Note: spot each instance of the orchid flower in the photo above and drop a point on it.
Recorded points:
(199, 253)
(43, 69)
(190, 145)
==========
PROBLEM TO SOLVE → Could you restate the listing above word for word, leaving nothing out?

RESPONSE TO THE TASK →
Note: spot each instance of the orchid flower in the photo above and drop a point on it.
Recorded points:
(199, 253)
(43, 69)
(190, 145)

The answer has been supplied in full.